[Recorded data]
━━━━━━

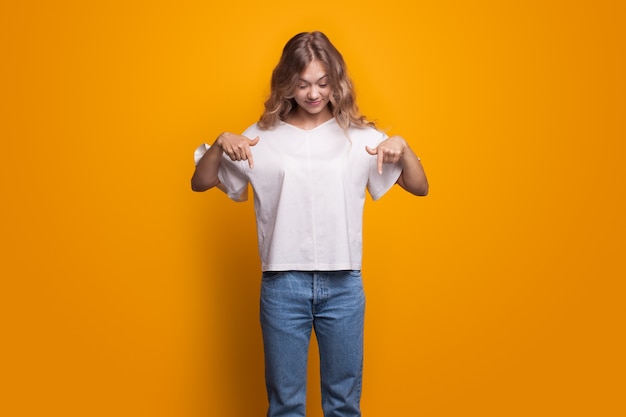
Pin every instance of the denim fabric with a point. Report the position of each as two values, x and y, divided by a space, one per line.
332 303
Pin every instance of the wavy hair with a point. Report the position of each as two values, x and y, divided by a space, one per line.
299 52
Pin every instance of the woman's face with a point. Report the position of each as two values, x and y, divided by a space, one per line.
312 90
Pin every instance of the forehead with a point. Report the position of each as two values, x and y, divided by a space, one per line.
313 71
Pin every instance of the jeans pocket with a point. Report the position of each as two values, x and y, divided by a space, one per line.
271 275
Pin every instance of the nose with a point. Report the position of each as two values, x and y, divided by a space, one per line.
313 93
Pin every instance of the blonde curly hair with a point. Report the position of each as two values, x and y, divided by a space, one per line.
297 54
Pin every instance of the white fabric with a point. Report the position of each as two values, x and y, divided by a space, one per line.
309 192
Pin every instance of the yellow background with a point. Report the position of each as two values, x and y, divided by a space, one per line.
499 294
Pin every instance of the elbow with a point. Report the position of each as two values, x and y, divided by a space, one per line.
199 186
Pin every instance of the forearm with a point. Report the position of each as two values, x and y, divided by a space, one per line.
413 178
205 174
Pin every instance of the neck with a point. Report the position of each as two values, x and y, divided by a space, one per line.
305 120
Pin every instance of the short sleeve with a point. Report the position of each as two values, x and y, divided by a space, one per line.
233 179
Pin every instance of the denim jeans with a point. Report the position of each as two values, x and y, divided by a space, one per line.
333 304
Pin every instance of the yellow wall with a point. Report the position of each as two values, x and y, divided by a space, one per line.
500 294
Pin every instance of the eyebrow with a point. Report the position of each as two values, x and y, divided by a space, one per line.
319 79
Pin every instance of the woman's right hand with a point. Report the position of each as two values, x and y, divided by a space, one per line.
237 147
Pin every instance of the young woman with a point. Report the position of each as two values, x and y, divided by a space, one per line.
309 159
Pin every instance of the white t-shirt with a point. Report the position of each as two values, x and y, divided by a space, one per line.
309 193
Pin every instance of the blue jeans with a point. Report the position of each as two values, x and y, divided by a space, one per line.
333 304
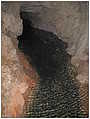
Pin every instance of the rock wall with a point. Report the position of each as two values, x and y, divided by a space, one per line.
69 20
16 81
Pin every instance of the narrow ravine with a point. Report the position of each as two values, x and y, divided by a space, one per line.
57 93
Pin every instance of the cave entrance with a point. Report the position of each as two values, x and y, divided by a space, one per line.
57 95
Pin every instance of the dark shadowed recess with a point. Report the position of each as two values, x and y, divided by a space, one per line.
57 95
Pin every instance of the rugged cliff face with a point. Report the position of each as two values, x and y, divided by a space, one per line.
17 73
68 20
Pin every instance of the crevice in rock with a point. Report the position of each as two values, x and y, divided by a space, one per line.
57 94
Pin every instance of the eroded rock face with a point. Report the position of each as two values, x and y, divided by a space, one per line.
69 20
15 79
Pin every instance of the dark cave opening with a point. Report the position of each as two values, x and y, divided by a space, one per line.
58 94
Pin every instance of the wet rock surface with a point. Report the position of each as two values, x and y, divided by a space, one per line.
57 94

━━━━━━

> [Written exercise] Transcribe the records above exactly, omitting every picture they contain.

> [Task output]
Pin every instance of the denim fabric with a point. Report the position of each as two values, x and y, divided by a space, one per line.
332 303
Pin every instance of the wavy hair with a point. Report the position of each as two values, x and y, divided by a space, one per line.
299 52
Pin every instance of the woman's face with a point. Report the position of each as two values, x and y, divided by a space, one per line.
312 90
Pin every instance of the forehead with a point. Report the position of each as two values, x and y, divided by a space, one per line.
313 71
Pin every instance of the jeans pocket with a point. Report the position of each as two values, x and y, divided by a space, one per line.
271 275
Pin every instance of the nose with a point. Report the position of each as two values, x and y, divided by a space, one per line.
313 93
Pin every instance of the blonde curly hair with a point. Report the position of each as two values, x and y, divided by a space, one per line.
297 54
Pin every instance of the white fabric with a point. Report the position of each as two values, x and y, divided by a space, one per line.
309 192
Pin every instance of the yellow background with a point. Report the position of each as two values, x and y, divided by a space, one per line.
499 294
Pin every instance of the elbow with a point. Report the position of each as two values, x and y, divided by a space, one per line.
199 186
Pin every instance of the forearm with a point. Report the position of each as two values, x and y, divided by a space, one per line.
413 178
205 174
Pin every instance of the neck with a point. Report the position of each as two values, x and y, divided by a space, one per line.
305 120
Pin every instance of the short sleeve with a point. Report the position of each as two values, x and y, divided by a space, one per line.
233 179
Pin every instance of the denim jeans with a point. Report the position of each as two values, x and y, divided by a space, one per line.
333 304
Pin every instance of the yellow wall with a point. Report the position of each as two values, x and y, divided by a space, one per line.
500 294
Pin every instance of the eyebrow with a point. Report the position of each as two values, x and y, divided by a space, one per line.
319 79
Pin every instance of the woman's right hand with a point. Report the position of each as two values, x and y, divided by a space, one per line.
237 147
Pin every instance of the young woman with a point. Report the position of each as two values, x and y, divided by a space, one per line.
309 159
Pin every instance of the white t-shirt with a point. Report the position of each as two values, x and y, divided by a space, one per line.
309 193
Pin every instance of the blue jeans with a point. Report the position of each as two values, x and y, divided by a space, one per line.
333 304
Pin every instance of the rock wall with a point. Report the position of each as two values, x and y, divided by a space, one per line.
69 20
16 81
Pin every instance of the narrow ravine with a point. Report the position of each as two values, x and y, divided by a space, one per line.
57 93
Pin every instance of the cave entrance with a point. Report the position of each as two values, x and y, divided by a space, one per line.
57 95
Pin every instance of the dark shadowed recess with a point. Report the position of each as two values, x and y, divided by a space, one per line.
57 95
Pin every instance of the rugged cliff face with a point. Report the position of each as two values, x and y, divided by a space, one per line.
17 73
68 20
Pin every instance of the crevice in rock with a point. Report the position of each as two values, x and y, divided by a space, one per line.
57 94
Pin every instance of the eroded rock face with a point. Report the position of each as two values, x and y, divided by a space, one per line.
69 20
15 79
Pin every instance of the dark cave opening with a point. Report the position of each as two values, x and y, divided by a space, one per line.
58 94
Pin every instance of the wet rock surface with a point. Report the position of each as two values, x and y, divided by a space, one per line.
57 94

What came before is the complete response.